## [Problem statement]
Drop all images and give the records again exactly.

## [Material for this exercise]
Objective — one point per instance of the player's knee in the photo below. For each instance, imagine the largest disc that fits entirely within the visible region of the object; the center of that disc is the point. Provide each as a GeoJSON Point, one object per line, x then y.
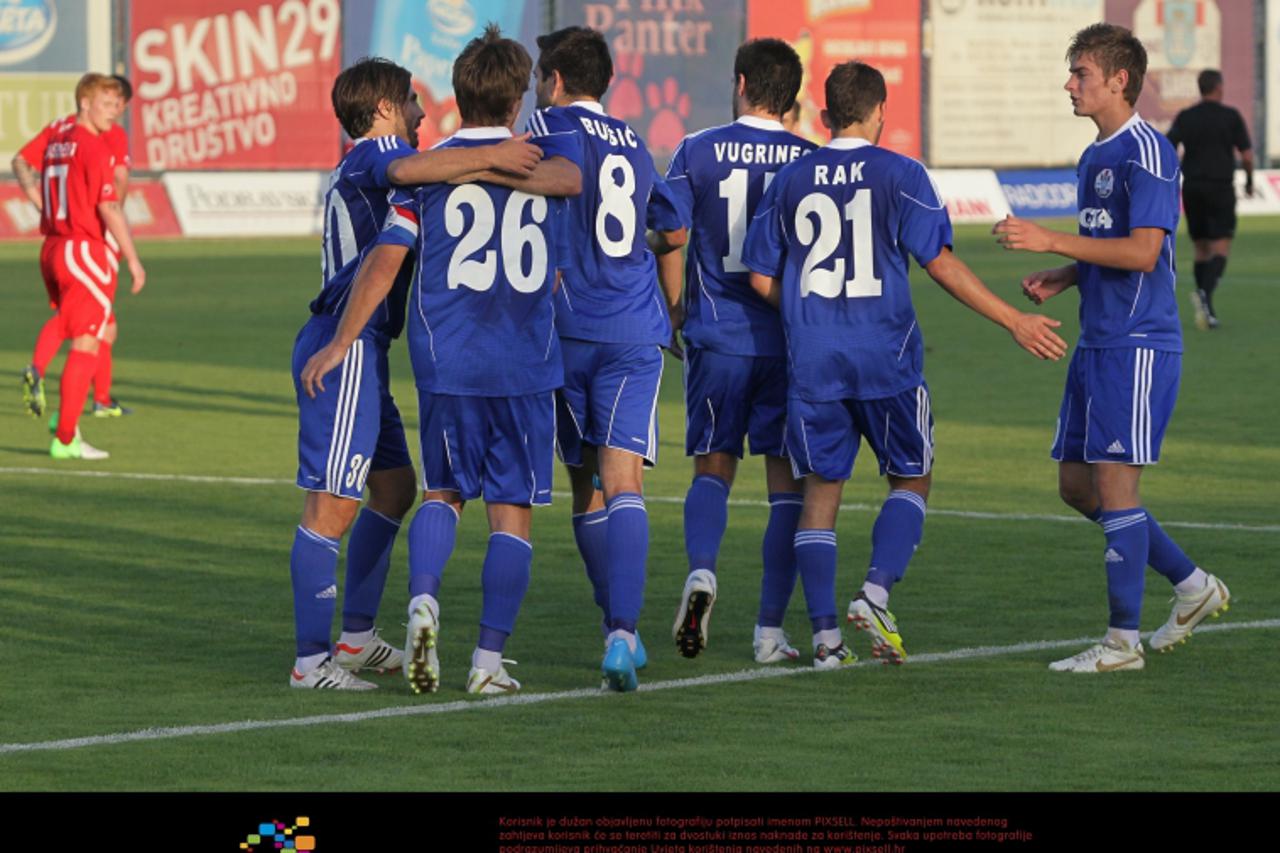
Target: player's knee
{"type": "Point", "coordinates": [392, 492]}
{"type": "Point", "coordinates": [1080, 500]}
{"type": "Point", "coordinates": [329, 515]}
{"type": "Point", "coordinates": [722, 465]}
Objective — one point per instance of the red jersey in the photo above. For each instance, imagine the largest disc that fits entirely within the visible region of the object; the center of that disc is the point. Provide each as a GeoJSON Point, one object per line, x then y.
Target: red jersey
{"type": "Point", "coordinates": [115, 140]}
{"type": "Point", "coordinates": [76, 177]}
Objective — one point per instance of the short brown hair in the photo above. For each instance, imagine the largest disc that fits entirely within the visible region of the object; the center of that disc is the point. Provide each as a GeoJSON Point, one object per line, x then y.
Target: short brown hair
{"type": "Point", "coordinates": [581, 56]}
{"type": "Point", "coordinates": [854, 90]}
{"type": "Point", "coordinates": [489, 76]}
{"type": "Point", "coordinates": [772, 71]}
{"type": "Point", "coordinates": [360, 89]}
{"type": "Point", "coordinates": [92, 83]}
{"type": "Point", "coordinates": [1114, 49]}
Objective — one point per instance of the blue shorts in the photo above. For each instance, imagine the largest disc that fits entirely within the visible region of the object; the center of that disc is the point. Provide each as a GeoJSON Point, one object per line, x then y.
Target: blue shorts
{"type": "Point", "coordinates": [501, 448]}
{"type": "Point", "coordinates": [352, 427]}
{"type": "Point", "coordinates": [1116, 405]}
{"type": "Point", "coordinates": [609, 398]}
{"type": "Point", "coordinates": [822, 437]}
{"type": "Point", "coordinates": [728, 397]}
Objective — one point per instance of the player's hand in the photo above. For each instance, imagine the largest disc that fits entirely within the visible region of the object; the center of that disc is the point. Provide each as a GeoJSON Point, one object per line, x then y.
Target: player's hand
{"type": "Point", "coordinates": [517, 155]}
{"type": "Point", "coordinates": [677, 316]}
{"type": "Point", "coordinates": [1034, 333]}
{"type": "Point", "coordinates": [140, 276]}
{"type": "Point", "coordinates": [1016, 233]}
{"type": "Point", "coordinates": [1046, 283]}
{"type": "Point", "coordinates": [318, 366]}
{"type": "Point", "coordinates": [675, 347]}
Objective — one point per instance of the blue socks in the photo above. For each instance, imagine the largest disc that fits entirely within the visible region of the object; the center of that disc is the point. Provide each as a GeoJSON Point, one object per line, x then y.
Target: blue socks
{"type": "Point", "coordinates": [1164, 555]}
{"type": "Point", "coordinates": [592, 533]}
{"type": "Point", "coordinates": [896, 533]}
{"type": "Point", "coordinates": [705, 519]}
{"type": "Point", "coordinates": [778, 555]}
{"type": "Point", "coordinates": [314, 570]}
{"type": "Point", "coordinates": [816, 560]}
{"type": "Point", "coordinates": [1128, 543]}
{"type": "Point", "coordinates": [430, 543]}
{"type": "Point", "coordinates": [627, 552]}
{"type": "Point", "coordinates": [369, 555]}
{"type": "Point", "coordinates": [504, 580]}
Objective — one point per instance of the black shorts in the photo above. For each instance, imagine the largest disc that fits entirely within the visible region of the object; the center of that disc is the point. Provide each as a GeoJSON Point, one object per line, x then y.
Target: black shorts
{"type": "Point", "coordinates": [1210, 210]}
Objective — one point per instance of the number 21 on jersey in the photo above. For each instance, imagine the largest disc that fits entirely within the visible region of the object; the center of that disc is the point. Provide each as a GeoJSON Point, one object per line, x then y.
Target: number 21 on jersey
{"type": "Point", "coordinates": [824, 240]}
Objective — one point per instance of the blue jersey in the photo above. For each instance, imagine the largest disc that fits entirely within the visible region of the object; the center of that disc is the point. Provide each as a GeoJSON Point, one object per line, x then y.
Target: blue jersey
{"type": "Point", "coordinates": [718, 178]}
{"type": "Point", "coordinates": [608, 278]}
{"type": "Point", "coordinates": [355, 209]}
{"type": "Point", "coordinates": [837, 227]}
{"type": "Point", "coordinates": [1129, 181]}
{"type": "Point", "coordinates": [481, 320]}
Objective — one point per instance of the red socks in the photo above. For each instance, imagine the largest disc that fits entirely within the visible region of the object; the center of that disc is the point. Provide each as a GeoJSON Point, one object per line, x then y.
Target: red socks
{"type": "Point", "coordinates": [74, 391]}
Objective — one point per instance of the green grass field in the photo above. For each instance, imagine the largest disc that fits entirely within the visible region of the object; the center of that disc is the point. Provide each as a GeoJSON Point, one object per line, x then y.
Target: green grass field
{"type": "Point", "coordinates": [152, 591]}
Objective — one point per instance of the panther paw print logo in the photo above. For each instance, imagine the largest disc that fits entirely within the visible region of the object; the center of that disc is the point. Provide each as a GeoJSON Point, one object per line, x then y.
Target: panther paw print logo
{"type": "Point", "coordinates": [670, 108]}
{"type": "Point", "coordinates": [626, 101]}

## [Complete response]
Objective — one point per instance of the player's knee in the photo below. For each instance, imagine the largest disc that fits entirely within the visible region of the object; the center of that disc is the point. Provide each as a GeoJSON Point, one object per line, x then y.
Target: player's knee
{"type": "Point", "coordinates": [392, 492]}
{"type": "Point", "coordinates": [1080, 500]}
{"type": "Point", "coordinates": [329, 515]}
{"type": "Point", "coordinates": [722, 465]}
Objective — one point per instance of the red jersey in the photo above. For each instance, imagine the largest disc that fits entirely within the visible region of the object; the center of that disc is the point. Provide each as a GeoJSON Point, one object per line, x then y.
Target: red jersey
{"type": "Point", "coordinates": [115, 140]}
{"type": "Point", "coordinates": [76, 177]}
Objective — one point per instance of the short brown hair in the photo above. For each instance, imagine the largest disc that fits entirely within the visible region of the object; the center of that disc is the point. Provide each as a GeoJSON Point, one object per line, x then y.
Target: short brown hair
{"type": "Point", "coordinates": [581, 56]}
{"type": "Point", "coordinates": [854, 90]}
{"type": "Point", "coordinates": [489, 76]}
{"type": "Point", "coordinates": [772, 71]}
{"type": "Point", "coordinates": [360, 89]}
{"type": "Point", "coordinates": [92, 83]}
{"type": "Point", "coordinates": [1114, 49]}
Objective — one point per instance of the blue shorts in the photo above. For each instance, imagine the largest disc that fits entirely within the visible region of the object; the center of that disc is the point. Provide each as a GeoJSON Point, one object per line, x then y.
Target: blue shorts
{"type": "Point", "coordinates": [501, 448]}
{"type": "Point", "coordinates": [352, 427]}
{"type": "Point", "coordinates": [1116, 405]}
{"type": "Point", "coordinates": [609, 398]}
{"type": "Point", "coordinates": [822, 437]}
{"type": "Point", "coordinates": [728, 397]}
Objective — one point per instance of the player's hand in the photo above. For each instance, imagine the largest disc that fits entirely within the visible region of the object; the center of that disc is the point. Provide each as a GeoJSON Point, one object per line, x then y.
Target: player's hand
{"type": "Point", "coordinates": [517, 155]}
{"type": "Point", "coordinates": [677, 316]}
{"type": "Point", "coordinates": [1034, 333]}
{"type": "Point", "coordinates": [140, 276]}
{"type": "Point", "coordinates": [1016, 233]}
{"type": "Point", "coordinates": [1046, 283]}
{"type": "Point", "coordinates": [318, 366]}
{"type": "Point", "coordinates": [675, 347]}
Objective — one point per instance of the blue socks in the photo above. For each instance, imagine the largest disc that fits entirely within the visible region of the object; the center of that disc is the point. Provide each as a GeoJSON Point, one object per line, x then y.
Target: blue socks
{"type": "Point", "coordinates": [1164, 555]}
{"type": "Point", "coordinates": [592, 533]}
{"type": "Point", "coordinates": [896, 533]}
{"type": "Point", "coordinates": [705, 519]}
{"type": "Point", "coordinates": [778, 555]}
{"type": "Point", "coordinates": [314, 570]}
{"type": "Point", "coordinates": [816, 560]}
{"type": "Point", "coordinates": [1128, 543]}
{"type": "Point", "coordinates": [430, 543]}
{"type": "Point", "coordinates": [627, 552]}
{"type": "Point", "coordinates": [369, 555]}
{"type": "Point", "coordinates": [504, 580]}
Objective — one point per instance of the black shorts in the photo above. For each instance, imagine the largest disc that fits entirely within the visible region of the object; the center of that disc is the point. Provide each as a GeoJSON Point, one object per line, x then y.
Target: black shorts
{"type": "Point", "coordinates": [1210, 210]}
Objective — one point per instance of the number 21 on jersey in the photo above. For each instance, imagine the largest disc that fits entirely within the visible region of the object; the center of that disc is the point. Provide each as a GeoJSON Point, one object per line, x then y.
Target: number 21 on jersey
{"type": "Point", "coordinates": [824, 240]}
Objective — one point per instance of the blue jersey in the photo above. For each instance, imagine the largest disc that fits entirely within the visible region of the object; the center of that disc is the point. Provide each as a GeoJSON Point, one object per line, x then y.
Target: blue jersey
{"type": "Point", "coordinates": [718, 178]}
{"type": "Point", "coordinates": [608, 278]}
{"type": "Point", "coordinates": [355, 209]}
{"type": "Point", "coordinates": [837, 227]}
{"type": "Point", "coordinates": [1129, 181]}
{"type": "Point", "coordinates": [481, 320]}
Objective — one point per instance of the red socks in the photo above. For each instance, imagine the largest disc that fits entirely within the visible region of the object; the center of that disc is the point. Provide each as a GeoJSON Point, one object per line, x then y.
Target: red socks
{"type": "Point", "coordinates": [74, 391]}
Objective — one point per instance of the green grass field in the photo above. For each instance, imagine the largest disc that fits entirely within the visible region of the object; the center of that disc is the point. Provide each as a GeoJSON Point, one object per line, x then y.
Target: green grass field
{"type": "Point", "coordinates": [152, 591]}
Objective — one point per instance of the panther paw print logo in the photo above. For each instance, imagine the largest disc that fits entirely within the visible region of the object; the center of that disc is the point. Provide each as a GeoJSON Point, one object per line, x then y.
Target: panther paw print logo
{"type": "Point", "coordinates": [670, 108]}
{"type": "Point", "coordinates": [626, 101]}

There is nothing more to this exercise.